• **ASSIGNMENT**
Write the following entries out again exactly, skipping each image.

• **RECORDS SUPPLIED**
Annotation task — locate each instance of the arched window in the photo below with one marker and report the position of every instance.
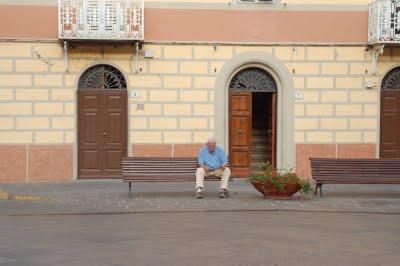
(392, 80)
(102, 77)
(253, 79)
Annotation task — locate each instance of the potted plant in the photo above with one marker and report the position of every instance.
(279, 184)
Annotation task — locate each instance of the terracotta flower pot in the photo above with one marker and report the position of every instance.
(273, 192)
(259, 186)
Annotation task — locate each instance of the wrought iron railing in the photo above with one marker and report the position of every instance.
(101, 19)
(384, 22)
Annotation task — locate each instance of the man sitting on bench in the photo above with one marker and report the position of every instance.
(213, 161)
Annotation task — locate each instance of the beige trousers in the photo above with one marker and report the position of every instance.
(224, 174)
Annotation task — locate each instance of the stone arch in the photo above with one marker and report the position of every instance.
(285, 149)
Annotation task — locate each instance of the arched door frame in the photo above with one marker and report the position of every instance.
(76, 86)
(379, 105)
(285, 149)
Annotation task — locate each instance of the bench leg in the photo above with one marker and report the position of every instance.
(320, 191)
(130, 190)
(318, 185)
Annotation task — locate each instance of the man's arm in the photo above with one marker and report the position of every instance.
(223, 159)
(201, 160)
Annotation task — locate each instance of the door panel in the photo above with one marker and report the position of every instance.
(102, 132)
(273, 129)
(115, 132)
(390, 124)
(89, 134)
(240, 111)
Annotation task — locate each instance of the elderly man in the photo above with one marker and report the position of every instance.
(212, 161)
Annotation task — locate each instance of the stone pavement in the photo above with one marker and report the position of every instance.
(111, 196)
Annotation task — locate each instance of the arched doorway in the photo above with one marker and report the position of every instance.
(102, 122)
(390, 115)
(252, 120)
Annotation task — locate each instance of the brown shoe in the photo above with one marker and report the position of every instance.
(223, 193)
(199, 194)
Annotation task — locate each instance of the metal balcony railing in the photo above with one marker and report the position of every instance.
(384, 22)
(110, 20)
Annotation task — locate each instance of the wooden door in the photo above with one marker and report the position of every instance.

• **PROBLEM SOLUTION**
Annotation task — locate each instance of the arched window in the photo below with one marker and report the position of every instance.
(392, 80)
(102, 77)
(253, 79)
Annotation task — locate each instance of the potted plant in the photo above with one marker and report the position of every instance.
(279, 184)
Annotation task — locate each instance of the terracotta flower pot in the photo above with one marker and report the position of every instance.
(273, 192)
(259, 186)
Annotation task — locate each instance of the wrought iron railing in the photo above with one marker and report the position of every instance.
(101, 19)
(384, 22)
Annotation task — locate each instance of the man sitting on bench in the photo above with one marker and report the position of every instance.
(213, 161)
Annotation task — locate each instance of the beige trousers in the photo above with one marker and report the position of every instance.
(224, 174)
Annotation task — locate each instance of the stone arch in the photo above with one marker and report the position of every instance.
(285, 149)
Annotation task — locate each instance of the arched door frame in the photo above with one marker and report the position of every instance.
(76, 86)
(379, 105)
(285, 149)
Annotation task — locate each instance of the bench leg in the photo above with one marker and report the position of every instance.
(320, 191)
(130, 190)
(318, 185)
Annotation task — locate each instance of the man's arm in the photo above with one marker and report the position of every instance.
(223, 159)
(201, 160)
Annotation task — locate each instance of the door panel in the photo above with one marker and report the position of every instance.
(102, 132)
(273, 129)
(115, 132)
(390, 124)
(89, 134)
(240, 111)
Annotation task — locate each instance of the elderly man in the photo above with one marker and report the position of every instance.
(212, 161)
Annotation task — locate each instance of the stone pavement in the photo above with one marker and report the position of every instance.
(111, 196)
Annotation task — locate each instance of the arched doorway in the photo above with one marker and report the position of every instance.
(102, 122)
(390, 115)
(252, 120)
Annotation task — locate each instance of the brown shoe in the photo above with one marker and report the position of every instance.
(223, 193)
(199, 194)
Annotation task — locate each instance of the metal balcony railing in the photo above with one marker and report the position of every instance.
(384, 22)
(110, 20)
Annotation task — locate each instance of the wooden door in the photo above with one marker and report the position of every instance.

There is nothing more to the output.